Gib aus dem Text über Pohles Kritik an der Krankenhausstudie alles von „Die von der“ bis hinunter zu „Pohle auf Unverständnis.“ Wort für Wort wieder.

TEXTABSCHNITT -
((

Pohle: Patientenwohl vor Ökonomie!

Die von der Krankenhausstruktur-Studie der Bertelsmann-Stiftung getätigte Aussage, dass bis zu 600 Kliniken für die Gesundheitsversorgung entbehrlich seien, stößt beim Vorsitzenden des Hartmannbund-Landesverbandes Brandenburg Dr. Hanjo Pohle auf Unverständnis.

„Diese Aussage ist ein Affront gegenüber den Ärztinnen und Ärzten in den Krankenhäusern der Grund- und Regelversorgung, die tagtäglich mit hohem Einsatz und hoher Qualität Patienten behandeln“, sagte der Rathenower Allgemeinmediziner. Es sei zudem beschämend, dass Patienten den Eindruck gewönnen, ihr Krankenhaus sei überflüssig und sie könnten dort eigentlich gar nicht richtig versorgt werden“.

„Gerade der demographische Wandel erfordert weiter Krankenhäuser vor Ort, die wohnortnah, familien- und besuchsfreundlich die häufig altersbedingten Erkrankungen und ihre Folgen in hoher Qualität behandeln können“, so Pohle.

Diese Studie sei symptomatisch für die bei vielen Akteuren im Gesundheitswesen vorherrschende rein ökonomische Sichtweise. „Den Krankenhäusern in ihrer Anzahl und Vielfalt ist es zu verdanken, dass es vergleichsweise kurze Wartezeiten auf Operationen und Behandlungen gibt“, sagte Pohle. Dies sei in Ländern mit erheblich geringerer Betten- und Krankenhausdichte nicht der Fall. „Mit dieser Forderung, bis zu 600 Krankenhäuser zu schließen, nähern wir uns dem europäischen Mittelmaß mit allen Problemen für unsere Patienten an – wie lange Wartezeiten, lange Fahrtstrecken und wohnortfremde Betreuung.“

Daseinsfürsorge sehe anders aus. „Man kann den verantwortlichen Politikern nur raten, die weichen Faktoren bei den Fragen zur Notwendigkeit des Erhalts von Krankenhäusern nicht zu vernachlässigen und die Diktatur der Ökonomie zu durchbrechen“. Eine ausreichende Finanzierung der seit Jahrzehnten unterfinanzierten Krankenhäuser sei endlich sicherzustellen. „Wer Krankenhäuser mit profitorientierten DAX-Konzernen verwechselt bzw. einen Umbau in diese Richtung anstrebt, trägt auch dazu bei, dass die Humanmedizin immer weniger human wird“, sagte Pohle. Bereits jetzt seien Tendenzen erkennbar, dass Patientenversorgung kybernetischer werde. Die voranschreitende Zentralisierung und Spezialisierung der Medizin leiste dieser Entwicklung zusätzlich Vorschub.

))

[Einträge aus einem Datensatz]
((

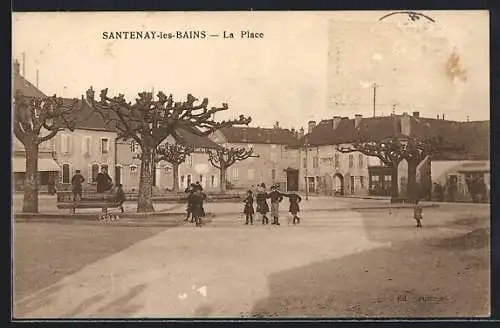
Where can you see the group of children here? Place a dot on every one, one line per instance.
(261, 196)
(195, 208)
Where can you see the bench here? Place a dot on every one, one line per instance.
(88, 200)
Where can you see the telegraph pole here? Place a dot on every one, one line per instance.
(307, 163)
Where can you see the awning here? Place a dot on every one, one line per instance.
(44, 165)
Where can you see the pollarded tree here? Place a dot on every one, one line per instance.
(175, 154)
(415, 151)
(37, 120)
(390, 151)
(223, 158)
(149, 121)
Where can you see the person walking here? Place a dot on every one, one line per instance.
(120, 197)
(189, 190)
(76, 183)
(276, 197)
(248, 209)
(197, 210)
(418, 213)
(294, 206)
(103, 181)
(262, 206)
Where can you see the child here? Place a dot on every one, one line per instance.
(262, 206)
(276, 197)
(120, 197)
(248, 210)
(294, 206)
(417, 213)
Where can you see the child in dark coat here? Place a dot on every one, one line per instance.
(417, 213)
(248, 210)
(294, 206)
(120, 197)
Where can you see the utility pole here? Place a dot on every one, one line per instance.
(307, 163)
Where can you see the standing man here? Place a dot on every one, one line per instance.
(76, 183)
(276, 197)
(103, 181)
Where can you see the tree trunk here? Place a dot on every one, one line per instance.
(175, 168)
(30, 201)
(145, 198)
(394, 184)
(223, 171)
(411, 187)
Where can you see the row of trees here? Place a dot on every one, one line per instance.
(392, 151)
(148, 121)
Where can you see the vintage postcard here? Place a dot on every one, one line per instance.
(251, 164)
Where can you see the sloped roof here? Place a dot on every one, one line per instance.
(26, 87)
(188, 138)
(256, 135)
(371, 128)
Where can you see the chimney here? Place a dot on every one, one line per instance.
(310, 126)
(336, 121)
(301, 133)
(357, 120)
(405, 124)
(17, 68)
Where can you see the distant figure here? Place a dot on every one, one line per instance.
(276, 197)
(294, 206)
(103, 181)
(262, 206)
(190, 189)
(248, 209)
(197, 210)
(76, 183)
(120, 197)
(417, 213)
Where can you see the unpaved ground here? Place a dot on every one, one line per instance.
(334, 264)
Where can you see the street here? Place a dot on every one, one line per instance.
(335, 263)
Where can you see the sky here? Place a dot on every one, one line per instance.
(308, 65)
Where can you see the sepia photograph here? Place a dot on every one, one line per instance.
(294, 164)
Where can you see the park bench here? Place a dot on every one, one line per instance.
(89, 200)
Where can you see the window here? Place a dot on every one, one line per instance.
(66, 143)
(95, 171)
(65, 174)
(134, 147)
(87, 141)
(104, 146)
(315, 162)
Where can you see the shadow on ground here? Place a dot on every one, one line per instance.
(432, 277)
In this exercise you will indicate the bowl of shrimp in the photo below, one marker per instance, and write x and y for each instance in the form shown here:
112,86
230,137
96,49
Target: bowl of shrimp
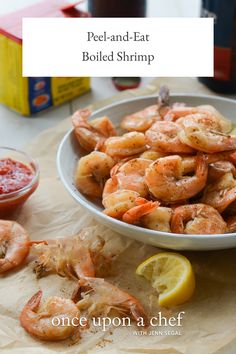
160,170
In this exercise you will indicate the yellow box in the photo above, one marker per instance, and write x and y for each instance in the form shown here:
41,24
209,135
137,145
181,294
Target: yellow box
33,94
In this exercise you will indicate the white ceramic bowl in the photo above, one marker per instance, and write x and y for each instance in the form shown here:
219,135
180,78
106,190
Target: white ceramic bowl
69,152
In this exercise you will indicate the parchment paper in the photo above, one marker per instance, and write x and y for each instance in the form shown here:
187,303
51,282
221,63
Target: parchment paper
209,324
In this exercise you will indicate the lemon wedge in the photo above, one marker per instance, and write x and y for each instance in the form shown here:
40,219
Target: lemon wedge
171,274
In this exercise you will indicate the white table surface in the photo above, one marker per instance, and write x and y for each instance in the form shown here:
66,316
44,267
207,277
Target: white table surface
16,131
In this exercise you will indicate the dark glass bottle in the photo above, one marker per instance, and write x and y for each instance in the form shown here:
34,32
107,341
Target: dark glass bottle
224,14
117,8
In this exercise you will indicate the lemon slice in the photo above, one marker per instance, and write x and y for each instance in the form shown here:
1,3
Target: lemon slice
171,274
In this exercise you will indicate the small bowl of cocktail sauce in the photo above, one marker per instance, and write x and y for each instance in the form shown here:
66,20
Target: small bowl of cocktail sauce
19,178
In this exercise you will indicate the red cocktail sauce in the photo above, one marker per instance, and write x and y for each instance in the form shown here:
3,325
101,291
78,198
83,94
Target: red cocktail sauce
14,179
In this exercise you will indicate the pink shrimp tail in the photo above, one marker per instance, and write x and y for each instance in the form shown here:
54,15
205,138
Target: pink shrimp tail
144,207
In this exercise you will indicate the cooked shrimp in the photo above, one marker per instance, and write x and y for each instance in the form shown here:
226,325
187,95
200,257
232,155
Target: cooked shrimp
197,219
165,179
207,111
143,120
231,224
220,193
151,155
130,176
14,245
39,323
158,219
202,134
103,297
163,137
91,173
142,207
72,257
117,203
189,162
218,169
126,145
91,134
110,187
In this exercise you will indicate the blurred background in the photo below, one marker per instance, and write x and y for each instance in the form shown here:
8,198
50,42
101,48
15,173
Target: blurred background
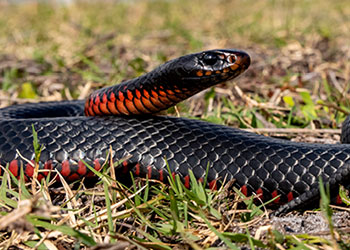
299,77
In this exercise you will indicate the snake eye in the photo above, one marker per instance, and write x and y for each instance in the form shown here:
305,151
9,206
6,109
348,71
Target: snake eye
210,58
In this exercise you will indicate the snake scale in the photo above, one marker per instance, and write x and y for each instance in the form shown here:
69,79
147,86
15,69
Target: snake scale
269,167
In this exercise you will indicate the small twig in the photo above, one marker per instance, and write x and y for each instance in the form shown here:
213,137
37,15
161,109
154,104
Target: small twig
293,131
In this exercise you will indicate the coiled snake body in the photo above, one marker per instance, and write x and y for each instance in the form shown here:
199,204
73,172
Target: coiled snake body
262,165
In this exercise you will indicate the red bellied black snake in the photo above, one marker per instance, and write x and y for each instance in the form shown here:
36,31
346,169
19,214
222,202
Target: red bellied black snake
262,165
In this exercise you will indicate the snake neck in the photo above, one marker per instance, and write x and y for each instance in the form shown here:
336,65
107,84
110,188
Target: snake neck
168,84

))

AUSGABE UNTEN -
Die von der Krankenhausstruktur-Studie der Bertelsmann-Stiftung getätigte Aussage, dass bis zu 600 Kliniken für die Gesundheitsversorgung entbehrlich seien, stößt beim Vorsitzenden des Hartmannbund-Landesverbandes Brandenburg Dr. Hanjo Pohle auf Unverständnis.